__EXERCISE REQUIREMENTS__
Could you rewrite the items below so that every "instance" becomes "occurrence", with everything else left as it is?

__GIVEN DATA__
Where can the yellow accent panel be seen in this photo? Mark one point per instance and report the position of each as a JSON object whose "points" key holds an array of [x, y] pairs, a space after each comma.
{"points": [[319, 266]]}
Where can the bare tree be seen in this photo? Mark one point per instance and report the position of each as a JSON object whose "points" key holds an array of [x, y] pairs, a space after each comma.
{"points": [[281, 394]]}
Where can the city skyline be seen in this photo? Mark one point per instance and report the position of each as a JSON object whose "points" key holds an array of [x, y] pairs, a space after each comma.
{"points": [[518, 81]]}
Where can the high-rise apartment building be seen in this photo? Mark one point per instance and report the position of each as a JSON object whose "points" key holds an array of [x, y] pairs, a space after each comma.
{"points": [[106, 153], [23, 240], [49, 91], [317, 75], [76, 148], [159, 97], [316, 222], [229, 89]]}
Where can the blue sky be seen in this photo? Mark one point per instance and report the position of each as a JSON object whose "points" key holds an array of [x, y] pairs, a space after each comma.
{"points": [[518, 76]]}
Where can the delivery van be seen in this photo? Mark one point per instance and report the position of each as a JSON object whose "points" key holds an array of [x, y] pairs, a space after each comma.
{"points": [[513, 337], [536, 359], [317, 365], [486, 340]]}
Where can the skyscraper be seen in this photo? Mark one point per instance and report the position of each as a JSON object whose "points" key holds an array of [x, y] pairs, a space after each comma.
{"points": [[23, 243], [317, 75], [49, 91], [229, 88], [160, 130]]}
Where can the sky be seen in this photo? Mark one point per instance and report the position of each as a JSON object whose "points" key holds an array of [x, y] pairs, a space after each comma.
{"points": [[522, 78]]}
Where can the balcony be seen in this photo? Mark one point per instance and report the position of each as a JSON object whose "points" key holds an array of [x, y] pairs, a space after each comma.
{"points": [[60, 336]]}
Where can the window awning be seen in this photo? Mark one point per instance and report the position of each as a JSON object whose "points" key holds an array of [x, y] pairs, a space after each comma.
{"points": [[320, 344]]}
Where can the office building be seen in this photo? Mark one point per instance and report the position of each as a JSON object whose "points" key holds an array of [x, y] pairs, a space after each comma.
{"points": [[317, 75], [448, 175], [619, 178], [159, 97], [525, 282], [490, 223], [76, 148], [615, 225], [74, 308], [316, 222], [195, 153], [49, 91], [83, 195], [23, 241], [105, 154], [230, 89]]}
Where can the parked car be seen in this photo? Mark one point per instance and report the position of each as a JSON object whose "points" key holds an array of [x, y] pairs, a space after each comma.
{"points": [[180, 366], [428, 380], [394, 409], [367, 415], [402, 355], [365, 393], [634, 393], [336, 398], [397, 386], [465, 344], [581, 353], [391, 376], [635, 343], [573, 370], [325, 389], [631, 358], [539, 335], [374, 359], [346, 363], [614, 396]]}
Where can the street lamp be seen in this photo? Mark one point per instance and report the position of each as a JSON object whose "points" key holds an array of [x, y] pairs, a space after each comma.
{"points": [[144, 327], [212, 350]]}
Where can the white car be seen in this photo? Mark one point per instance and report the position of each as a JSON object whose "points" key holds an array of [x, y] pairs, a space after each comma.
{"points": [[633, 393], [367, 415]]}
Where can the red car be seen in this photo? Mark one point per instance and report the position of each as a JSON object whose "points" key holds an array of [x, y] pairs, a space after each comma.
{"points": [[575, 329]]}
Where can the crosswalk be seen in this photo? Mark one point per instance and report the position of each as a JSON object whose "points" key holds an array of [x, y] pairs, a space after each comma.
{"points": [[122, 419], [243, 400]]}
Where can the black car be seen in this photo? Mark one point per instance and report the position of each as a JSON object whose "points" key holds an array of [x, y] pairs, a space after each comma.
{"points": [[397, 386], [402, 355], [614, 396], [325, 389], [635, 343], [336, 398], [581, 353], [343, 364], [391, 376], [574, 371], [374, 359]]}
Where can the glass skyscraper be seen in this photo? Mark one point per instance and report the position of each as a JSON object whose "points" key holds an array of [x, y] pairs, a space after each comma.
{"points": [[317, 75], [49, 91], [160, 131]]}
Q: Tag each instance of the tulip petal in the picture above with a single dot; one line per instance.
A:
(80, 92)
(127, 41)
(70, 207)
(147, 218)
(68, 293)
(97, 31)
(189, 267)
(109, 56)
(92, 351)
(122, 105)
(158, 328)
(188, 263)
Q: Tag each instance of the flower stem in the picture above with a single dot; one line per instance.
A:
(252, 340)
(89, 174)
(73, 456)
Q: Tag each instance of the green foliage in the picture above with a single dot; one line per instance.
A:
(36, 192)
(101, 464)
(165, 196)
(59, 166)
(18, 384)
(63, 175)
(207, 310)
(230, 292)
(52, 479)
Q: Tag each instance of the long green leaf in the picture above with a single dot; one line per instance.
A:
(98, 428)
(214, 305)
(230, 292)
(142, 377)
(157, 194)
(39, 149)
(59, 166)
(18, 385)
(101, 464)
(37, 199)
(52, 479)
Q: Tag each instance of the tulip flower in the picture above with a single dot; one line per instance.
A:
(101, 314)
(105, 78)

__RESULT BELOW__
Where can the yellow accent panel be seen in this photo? Mark one point per occurrence and report the position of each as a JSON object whose "points" key holds an array of [x, y] pairs, a space after each comma.
{"points": [[319, 266]]}
Where can the bare tree be seen in this photo? Mark one point per occurrence and report the position of each as a JSON object whose "points" key holds an array of [x, y] pairs, a space after each comma.
{"points": [[281, 394]]}
Where can the city skyline be seen in this photo? Mark one point per occurrence and report the position of each as a JSON object whose "points" key holds an array of [x, y] pairs, a space after each comma.
{"points": [[518, 81]]}
Where can the high-rise apartment building be seen in this photo? Mark one point per occurrence and report the position of each as a JSON object whose "points" key holds an array of [x, y] pairs, a space after each comma.
{"points": [[106, 153], [23, 240], [49, 91], [317, 75], [76, 148], [159, 97], [316, 222], [229, 89]]}
Where can the blue sky be seen in this photo? Mark one point per occurrence and report the position of each as a JSON object whose "points" key holds an array of [x, y] pairs, a space after each comma.
{"points": [[518, 76]]}
Where can the delivery van be seen in this photo? Mark one point per occurrence and report the position of each as a JSON object whose "points" key holds an array of [x, y] pairs, a space after each comma.
{"points": [[513, 337], [536, 359], [317, 365], [486, 340]]}
Where can the skyscraper be seen in this photo? Mark one point per occurrence and report the position of each as a JSON object whose "points" key holds an array of [x, y] pairs, a space after each comma.
{"points": [[23, 243], [317, 75], [49, 91], [229, 88], [160, 130]]}
Where can the sky be seen in this photo? Mark one point per occurrence and report the position of each as a JSON object whose "points" key holds an array of [x, y] pairs, a space after each comma.
{"points": [[522, 78]]}
Where can the balcony be seen in this photo? Mark one point per occurrence and report the position of each as a JSON object whose "points" key holds an array of [x, y] pairs, a space after each comma.
{"points": [[60, 336]]}
Where can the window awning be seen in this photo? Mark one point per occurrence and report the position of each as a JSON object whose "points" key holds an array of [x, y] pairs, a space after each comma.
{"points": [[320, 344]]}
Where can the office building be seen in this photo? Mark one point per occurrence and report the position of each as a JSON object whose "points" key holds an array of [x, y] pairs, a space after each comma.
{"points": [[317, 75], [448, 175], [619, 178], [159, 97], [525, 282], [490, 223], [76, 148], [615, 225], [74, 308], [316, 222], [195, 153], [49, 91], [83, 195], [23, 241], [105, 154], [230, 89]]}
Where can the parked car be seen in this photo? Mark one point per occurrence and report the position of each as a JSON object whose "points" key holds an array of [x, y] pairs, a space after each comma.
{"points": [[180, 366], [428, 380], [394, 409], [367, 415], [402, 355], [365, 393], [634, 393], [336, 398], [397, 386], [465, 344], [581, 353], [391, 376], [635, 343], [573, 370], [325, 389], [631, 358], [539, 335], [374, 359], [346, 363], [614, 396]]}
Where can the street lamp be seen in this photo? Mark one point per occurrence and report the position of each as a JSON object whose "points" key holds an array of [x, y] pairs, a space after each comma.
{"points": [[144, 327], [212, 350]]}
Where can the white car be seen in this photo? Mark one point per occurrence and report the position of each as a JSON object whose "points" key holds an array of [x, y] pairs, a space after each comma.
{"points": [[633, 393], [367, 415]]}
Where can the red car be seen in this photo? Mark one point per occurrence and report the position of each as a JSON object whose "points" key holds an array of [x, y] pairs, a space after each comma.
{"points": [[575, 329]]}
Where can the crosswalk be seen in this photo? Mark one point per occurrence and report the position of each as a JSON object whose "points" key holds an array of [x, y] pairs, a space after each comma.
{"points": [[122, 419], [243, 400]]}
Where can the black car be seen in this photo? Mark one point per occurrence and report the position of each as a JSON object whose "points" key holds an array of [x, y] pairs, a space after each comma.
{"points": [[397, 386], [402, 355], [614, 396], [325, 389], [635, 343], [336, 398], [581, 353], [343, 364], [391, 376], [574, 371], [374, 359]]}
Where can the glass skyscraper be seen in this photo? Mark one point per occurrence and report the position of each as a JSON object whose "points" key holds an array of [x, y] pairs, a space after each comma.
{"points": [[317, 75], [49, 91], [160, 131]]}
Q: Tag each occurrence of the tulip petal in the picture above with a single dot; one line per occurrence.
A:
(80, 92)
(127, 41)
(70, 207)
(147, 218)
(68, 293)
(97, 31)
(189, 267)
(109, 56)
(92, 351)
(122, 105)
(158, 328)
(188, 263)
Q: Tag each occurrence of the flower stem in the picture above with a single dot; one line per occurrence.
A:
(252, 340)
(89, 174)
(73, 456)
Q: Tag each occurrence of the green foliage in the picture above with a single dot; one line per occurrence.
A:
(36, 192)
(101, 464)
(165, 196)
(59, 166)
(18, 384)
(63, 175)
(207, 310)
(230, 292)
(52, 479)
Q: Tag each occurrence of the long green leaf in the picture above with a single dot; one line per occurrence.
A:
(98, 428)
(214, 305)
(230, 292)
(142, 377)
(157, 194)
(39, 149)
(59, 166)
(18, 385)
(101, 464)
(37, 199)
(52, 479)
Q: Tag each occurrence of the tulip flower in the picture above with a single dot; one line per occurrence.
A:
(101, 314)
(105, 78)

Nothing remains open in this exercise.